> **WORK TASK**:
For the material below, return exactly the lines starting at the one holding "chard stem as a single point per instance." and ending at the one holding "background as a single point per instance.", counting both as part of the range.

> **DATASET RECORDS**:
((
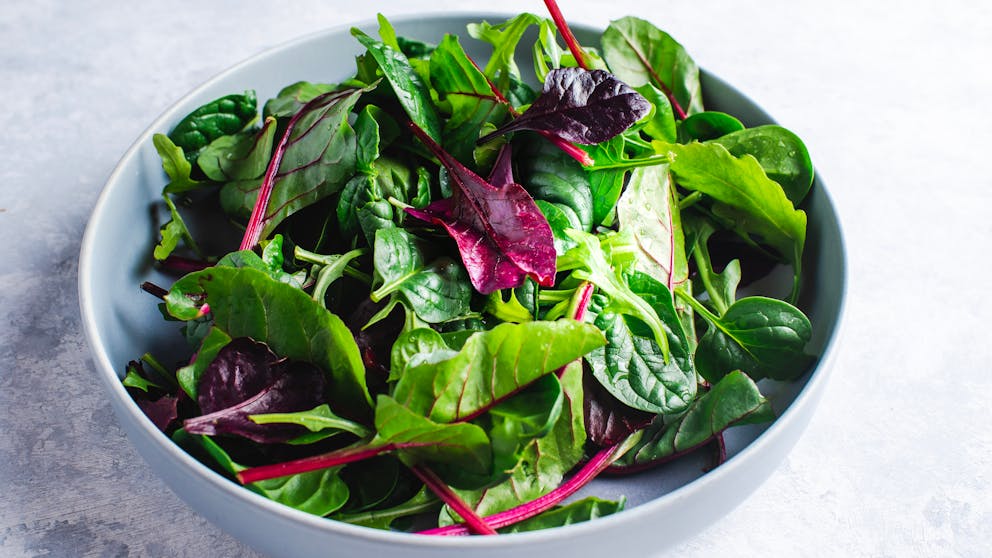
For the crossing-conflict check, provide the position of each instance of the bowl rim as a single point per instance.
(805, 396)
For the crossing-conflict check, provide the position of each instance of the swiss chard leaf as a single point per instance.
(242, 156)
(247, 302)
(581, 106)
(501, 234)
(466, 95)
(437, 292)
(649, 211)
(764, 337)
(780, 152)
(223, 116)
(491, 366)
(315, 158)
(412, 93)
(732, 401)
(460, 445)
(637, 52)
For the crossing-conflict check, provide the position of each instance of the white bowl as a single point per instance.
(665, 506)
))
((
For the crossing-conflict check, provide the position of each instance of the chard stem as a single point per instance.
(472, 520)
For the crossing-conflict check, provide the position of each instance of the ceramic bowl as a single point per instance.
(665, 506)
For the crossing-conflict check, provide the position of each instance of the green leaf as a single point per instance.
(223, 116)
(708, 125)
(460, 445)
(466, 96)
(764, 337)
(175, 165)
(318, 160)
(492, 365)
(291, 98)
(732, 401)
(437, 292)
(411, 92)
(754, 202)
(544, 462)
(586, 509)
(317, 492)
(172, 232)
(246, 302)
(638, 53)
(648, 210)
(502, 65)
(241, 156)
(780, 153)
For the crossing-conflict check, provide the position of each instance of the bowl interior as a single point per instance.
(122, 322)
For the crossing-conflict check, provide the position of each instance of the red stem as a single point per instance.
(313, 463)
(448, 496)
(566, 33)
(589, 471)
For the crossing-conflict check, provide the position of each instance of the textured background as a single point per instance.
))
> **EXERCISE SOLUTION**:
For the crossing-conflict check, provide the position of each instance of the chard stem as a single point per instance.
(472, 520)
For the crossing-conflict check, provide the position of each instance of the ceramic bowl as a single point per instance.
(665, 506)
For the crossing-conflict check, provide the position of each instance of the green leaf as a single point per instance.
(223, 116)
(708, 125)
(460, 445)
(466, 96)
(764, 337)
(175, 165)
(318, 160)
(492, 365)
(291, 98)
(732, 401)
(437, 292)
(411, 92)
(754, 202)
(544, 462)
(586, 509)
(317, 492)
(172, 232)
(246, 302)
(638, 53)
(648, 210)
(502, 65)
(241, 156)
(780, 153)
For the crossing-conflict check, provide the position of each instance of the bowl interior as a single point per instance.
(122, 322)
For the crossing-conflict check, provide the position of each instance of the red stem as a single point per instance.
(313, 463)
(448, 496)
(566, 33)
(589, 471)
For the crossing-conflict check, provide the position of each instance of the textured background as a single point per instance.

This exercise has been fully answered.